SET PROBLEM: Please copy out the items again word for word, starting at the line that has "For every instance of the bare branch, drop" and stopping after the line that has "pixel 1078 704". Leave the pictures out of your copy.

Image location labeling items
•••••

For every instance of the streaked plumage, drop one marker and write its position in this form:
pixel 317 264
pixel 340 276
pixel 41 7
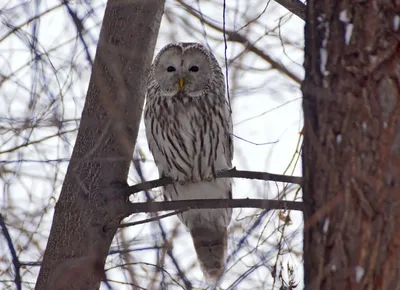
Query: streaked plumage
pixel 189 131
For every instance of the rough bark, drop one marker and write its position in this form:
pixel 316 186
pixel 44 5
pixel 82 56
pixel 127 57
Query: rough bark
pixel 81 235
pixel 351 154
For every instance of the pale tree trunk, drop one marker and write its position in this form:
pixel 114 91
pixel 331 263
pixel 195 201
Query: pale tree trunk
pixel 80 238
pixel 351 161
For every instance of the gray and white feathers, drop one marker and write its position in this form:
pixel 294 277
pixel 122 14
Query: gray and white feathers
pixel 189 131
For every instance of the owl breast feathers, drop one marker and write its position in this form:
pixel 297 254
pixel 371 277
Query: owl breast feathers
pixel 189 131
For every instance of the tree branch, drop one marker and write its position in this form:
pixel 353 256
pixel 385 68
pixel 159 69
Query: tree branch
pixel 231 173
pixel 15 260
pixel 239 38
pixel 265 204
pixel 295 6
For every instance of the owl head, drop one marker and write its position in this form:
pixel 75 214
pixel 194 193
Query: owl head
pixel 186 67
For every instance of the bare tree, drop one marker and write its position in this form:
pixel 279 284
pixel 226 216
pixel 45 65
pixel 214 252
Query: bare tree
pixel 351 145
pixel 103 149
pixel 94 195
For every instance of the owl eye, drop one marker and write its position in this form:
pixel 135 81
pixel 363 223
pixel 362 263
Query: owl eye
pixel 170 69
pixel 194 68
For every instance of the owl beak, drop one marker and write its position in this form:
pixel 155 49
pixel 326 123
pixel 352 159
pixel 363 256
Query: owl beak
pixel 181 83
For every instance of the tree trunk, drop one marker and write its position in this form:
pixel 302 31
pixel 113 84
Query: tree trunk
pixel 79 239
pixel 351 155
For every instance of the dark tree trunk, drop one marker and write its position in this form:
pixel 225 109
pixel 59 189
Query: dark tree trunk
pixel 351 154
pixel 79 242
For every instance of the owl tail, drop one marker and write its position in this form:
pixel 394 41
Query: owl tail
pixel 211 247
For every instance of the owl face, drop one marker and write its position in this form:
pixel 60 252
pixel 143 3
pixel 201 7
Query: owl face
pixel 183 68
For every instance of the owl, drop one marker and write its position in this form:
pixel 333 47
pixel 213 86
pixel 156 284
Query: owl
pixel 189 130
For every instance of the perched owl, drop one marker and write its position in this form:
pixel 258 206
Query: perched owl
pixel 189 131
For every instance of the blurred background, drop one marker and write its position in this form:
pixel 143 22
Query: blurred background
pixel 45 68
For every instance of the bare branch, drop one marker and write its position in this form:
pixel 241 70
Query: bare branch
pixel 233 173
pixel 294 6
pixel 15 260
pixel 237 37
pixel 266 204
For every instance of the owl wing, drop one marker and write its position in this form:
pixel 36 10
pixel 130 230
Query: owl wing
pixel 228 134
pixel 155 148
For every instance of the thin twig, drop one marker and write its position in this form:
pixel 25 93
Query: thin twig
pixel 239 38
pixel 15 260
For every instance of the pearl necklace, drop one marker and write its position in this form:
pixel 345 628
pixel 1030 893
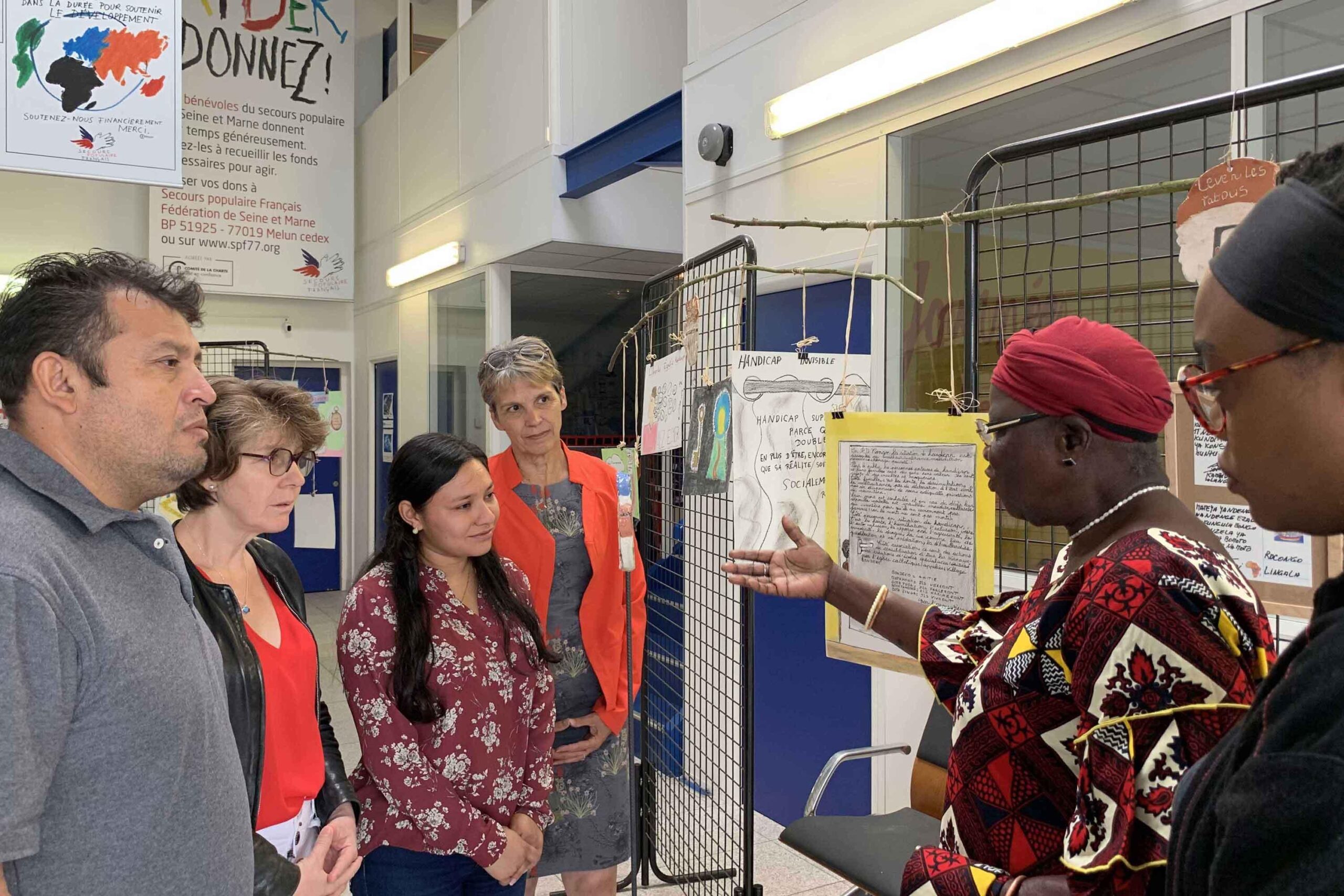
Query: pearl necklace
pixel 1122 503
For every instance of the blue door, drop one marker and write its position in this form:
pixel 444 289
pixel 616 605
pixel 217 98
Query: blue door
pixel 319 567
pixel 385 440
pixel 795 734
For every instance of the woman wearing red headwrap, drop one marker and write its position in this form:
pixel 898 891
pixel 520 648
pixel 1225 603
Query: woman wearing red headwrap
pixel 1078 704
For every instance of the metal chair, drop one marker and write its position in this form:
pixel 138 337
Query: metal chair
pixel 872 851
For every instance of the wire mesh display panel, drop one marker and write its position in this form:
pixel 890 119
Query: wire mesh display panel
pixel 697 722
pixel 1116 262
pixel 249 361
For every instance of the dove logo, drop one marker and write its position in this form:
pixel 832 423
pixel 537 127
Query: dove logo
pixel 312 268
pixel 93 144
pixel 322 273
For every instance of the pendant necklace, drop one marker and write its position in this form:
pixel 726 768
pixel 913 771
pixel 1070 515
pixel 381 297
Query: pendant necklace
pixel 1122 503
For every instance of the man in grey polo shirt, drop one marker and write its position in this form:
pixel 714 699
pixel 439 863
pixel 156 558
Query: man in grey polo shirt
pixel 119 772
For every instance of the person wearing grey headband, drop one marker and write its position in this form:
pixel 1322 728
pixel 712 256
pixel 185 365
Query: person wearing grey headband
pixel 1261 813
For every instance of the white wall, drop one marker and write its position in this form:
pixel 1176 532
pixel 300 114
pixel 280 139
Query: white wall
pixel 743 54
pixel 613 59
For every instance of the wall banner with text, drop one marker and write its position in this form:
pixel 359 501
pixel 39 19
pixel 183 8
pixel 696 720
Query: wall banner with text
pixel 92 89
pixel 268 151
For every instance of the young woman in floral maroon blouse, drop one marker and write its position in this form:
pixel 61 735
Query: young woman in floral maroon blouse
pixel 447 676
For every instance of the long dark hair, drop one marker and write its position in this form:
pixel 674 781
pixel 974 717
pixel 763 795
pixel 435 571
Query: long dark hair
pixel 421 468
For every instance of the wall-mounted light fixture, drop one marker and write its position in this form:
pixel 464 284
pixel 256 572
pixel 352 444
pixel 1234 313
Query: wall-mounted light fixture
pixel 435 260
pixel 956 44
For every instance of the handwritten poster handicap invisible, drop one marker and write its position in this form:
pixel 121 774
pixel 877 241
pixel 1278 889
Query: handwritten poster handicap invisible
pixel 664 381
pixel 267 203
pixel 780 410
pixel 909 507
pixel 92 89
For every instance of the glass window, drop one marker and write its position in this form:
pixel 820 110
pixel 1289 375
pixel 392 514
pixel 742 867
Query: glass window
pixel 929 166
pixel 457 318
pixel 1292 38
pixel 1110 262
pixel 432 26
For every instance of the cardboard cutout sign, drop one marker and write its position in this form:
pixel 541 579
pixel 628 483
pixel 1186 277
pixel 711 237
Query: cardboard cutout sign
pixel 1215 206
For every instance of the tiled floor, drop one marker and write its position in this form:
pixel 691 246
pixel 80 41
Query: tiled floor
pixel 779 870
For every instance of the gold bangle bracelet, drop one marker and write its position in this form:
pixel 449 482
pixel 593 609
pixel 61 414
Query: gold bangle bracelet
pixel 877 608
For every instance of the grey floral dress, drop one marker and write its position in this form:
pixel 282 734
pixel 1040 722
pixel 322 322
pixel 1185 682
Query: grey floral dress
pixel 592 798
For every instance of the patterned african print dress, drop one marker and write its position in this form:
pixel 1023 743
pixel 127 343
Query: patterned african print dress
pixel 1077 708
pixel 592 798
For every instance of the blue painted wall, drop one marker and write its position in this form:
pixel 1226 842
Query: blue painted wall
pixel 808 707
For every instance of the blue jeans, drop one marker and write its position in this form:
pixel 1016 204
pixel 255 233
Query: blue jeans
pixel 390 871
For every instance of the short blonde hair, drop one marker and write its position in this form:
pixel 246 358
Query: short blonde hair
pixel 243 412
pixel 526 359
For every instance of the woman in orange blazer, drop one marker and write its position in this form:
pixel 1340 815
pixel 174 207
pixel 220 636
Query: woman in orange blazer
pixel 558 523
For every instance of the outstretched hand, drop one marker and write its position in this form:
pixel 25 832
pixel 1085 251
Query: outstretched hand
pixel 797 573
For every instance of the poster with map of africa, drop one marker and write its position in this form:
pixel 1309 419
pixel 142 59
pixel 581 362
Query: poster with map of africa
pixel 93 89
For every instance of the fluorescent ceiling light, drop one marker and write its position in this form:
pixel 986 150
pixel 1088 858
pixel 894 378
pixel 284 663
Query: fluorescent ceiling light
pixel 970 38
pixel 435 260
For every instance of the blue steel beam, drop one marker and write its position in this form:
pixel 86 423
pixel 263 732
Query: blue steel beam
pixel 646 139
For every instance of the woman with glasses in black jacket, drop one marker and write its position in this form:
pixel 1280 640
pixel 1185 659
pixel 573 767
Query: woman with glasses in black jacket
pixel 262 441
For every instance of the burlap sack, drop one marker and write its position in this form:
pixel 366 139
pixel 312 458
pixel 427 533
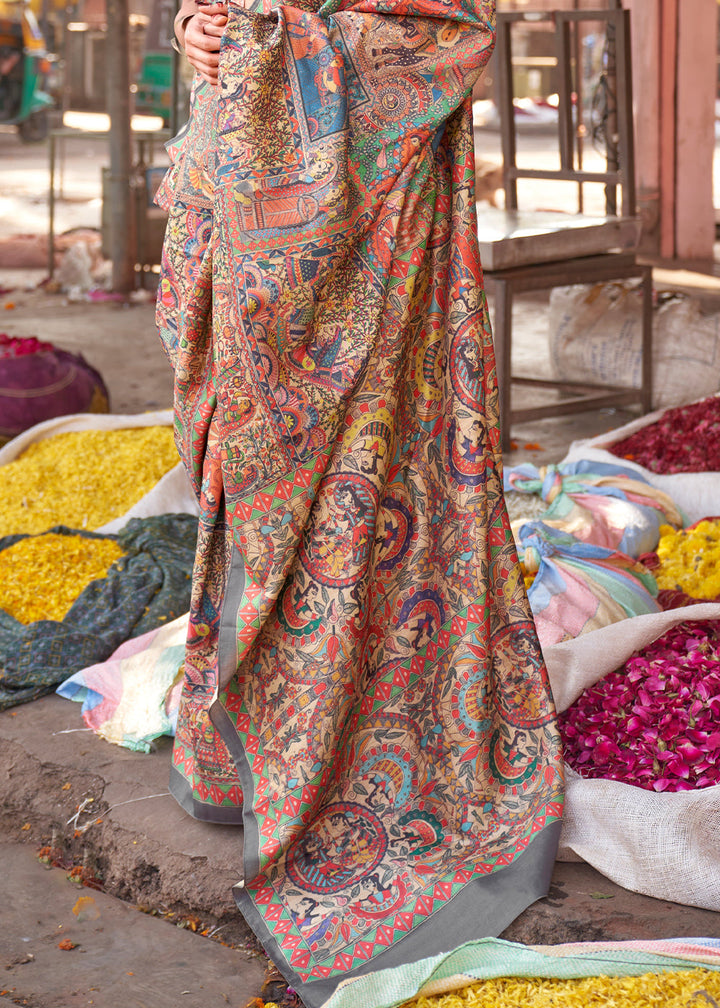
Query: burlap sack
pixel 663 845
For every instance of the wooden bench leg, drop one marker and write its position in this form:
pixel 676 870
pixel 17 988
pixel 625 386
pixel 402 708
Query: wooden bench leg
pixel 502 338
pixel 647 340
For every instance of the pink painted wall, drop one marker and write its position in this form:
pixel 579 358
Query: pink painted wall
pixel 697 75
pixel 674 50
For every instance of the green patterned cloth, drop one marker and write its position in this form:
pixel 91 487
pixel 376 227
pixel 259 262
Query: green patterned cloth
pixel 145 588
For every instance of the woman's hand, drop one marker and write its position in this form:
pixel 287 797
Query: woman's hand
pixel 202 39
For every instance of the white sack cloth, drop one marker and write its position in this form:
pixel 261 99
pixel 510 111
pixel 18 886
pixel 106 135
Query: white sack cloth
pixel 665 845
pixel 171 494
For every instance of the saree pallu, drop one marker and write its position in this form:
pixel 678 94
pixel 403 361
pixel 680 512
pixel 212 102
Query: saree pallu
pixel 364 688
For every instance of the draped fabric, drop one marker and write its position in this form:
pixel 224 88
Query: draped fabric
pixel 364 688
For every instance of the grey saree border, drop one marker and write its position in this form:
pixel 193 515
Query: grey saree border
pixel 483 908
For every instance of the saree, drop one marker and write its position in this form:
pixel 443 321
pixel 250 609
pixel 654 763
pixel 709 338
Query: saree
pixel 364 691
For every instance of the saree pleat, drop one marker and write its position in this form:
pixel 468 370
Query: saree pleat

•••••

ANSWER BELOW:
For every instance of the bare branch, drop one marker and write its position in this form:
pixel 241 70
Query: bare branch
pixel 233 173
pixel 294 6
pixel 15 260
pixel 237 37
pixel 266 204
For every instance of the owl wing, drop one marker and write its position in this form:
pixel 36 10
pixel 130 230
Query: owl wing
pixel 228 134
pixel 155 148
For every instance of the thin twig, drop one marker and write its position in this form:
pixel 25 93
Query: thin twig
pixel 239 38
pixel 15 260
For every instance of the pearl necklace, drop one marker and write its position in this form:
pixel 345 628
pixel 1030 893
Query: pearl necklace
pixel 1122 503
For every instance of the blue door, drop one marker and write its position in this form:
pixel 444 289
pixel 616 605
pixel 217 98
Query: blue door
pixel 319 567
pixel 385 440
pixel 795 734
For every instance of the woman wearing red headwrap, drop one marker and write its position in this form:
pixel 898 891
pixel 520 648
pixel 1225 603
Query: woman wearing red headwrap
pixel 1078 704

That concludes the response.